▶ _Document excerpt_
-----
Image Credit: Pixabay

Correlation between Indian and US Stock Markets

I invest (modestly) in both US and Indian stock markets. For the last few days I observed that on the days when US market was down, the Indian market was not necessarily down. This is somewhat unexpected given my past experience (I used to work in the financial sector back in India). When I posted my observation on Facebook, people asked me for more concrete evidence for a lack of this correlation. In this post, I tackle that task. We will follow the steps below:

  1. Get daily data on stock indexes in India and the US. We will use Sensex published by the Bombay Stock Exchange (BSE) and Standard and Poor’s 500 stock index in the US (S&P 500).

  2. Clean up the data and overcome the challenges of merging two data sets when there is a substantial time difference between the two countries. Also, the stock markets are closed on different holidays and these are not common to the two countries.

  3. Compute correlations and create visualizations

If you want to check out the final result, scroll to the bottom of this page. The rest of the post will give you the R code necessary to create these visualizations.

Also if you are curious, there is indeed very low correlation between BSE Sensex and S&P 500 in 2018. However, this correlation is higher when we use a different metric of stock returns.

Let’s load all the libraries we will use for this post


1. Getting Stock Indexes Data

BSE Sensex is obtained directly from BSE’s website:

S&P 500 index is obtained from Yahoo Finance:

I saved the CSV files on my hard disk and then read them in R. In the code below replace the text “File Path/Your File Name” with your own file path.
-----
▶ _Data segment_

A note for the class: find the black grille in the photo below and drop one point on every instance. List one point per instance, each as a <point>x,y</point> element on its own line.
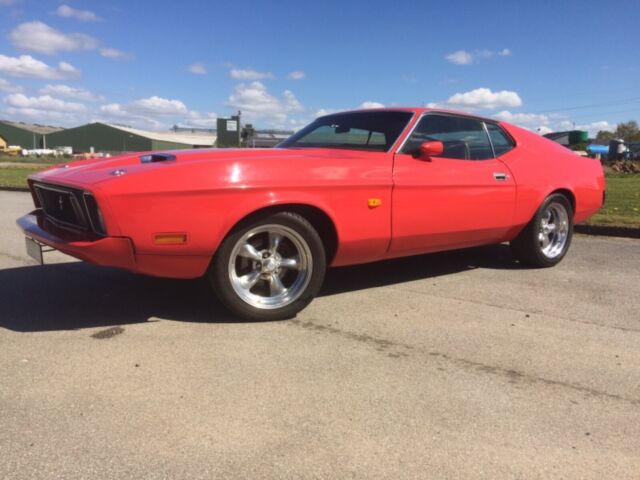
-----
▶ _To do_
#1 In the post on Indian and US stock market correlation, where was the S&P 500 index data obtained?
#2 From the stock market correlation post, print the passage starting with "2. Clean up" and going on through "of stock returns.".

▶ _Answers by task_
#1 Yahoo Finance

#2
2. Clean up the data and overcome the challenges of merging two data sets when there is a substantial time difference between the two countries. Also, the stock markets are closed on different holidays and these are not common to the two countries.

  3. Compute correlations and create visualizations

If you want to check out the final result, scroll to the bottom of this page. The rest of the post will give you the R code necessary to create these visualizations.

Also if you are curious, there is indeed very low correlation between BSE Sensex and S&P 500 in 2018. However, this correlation is higher when we use a different metric of stock returns.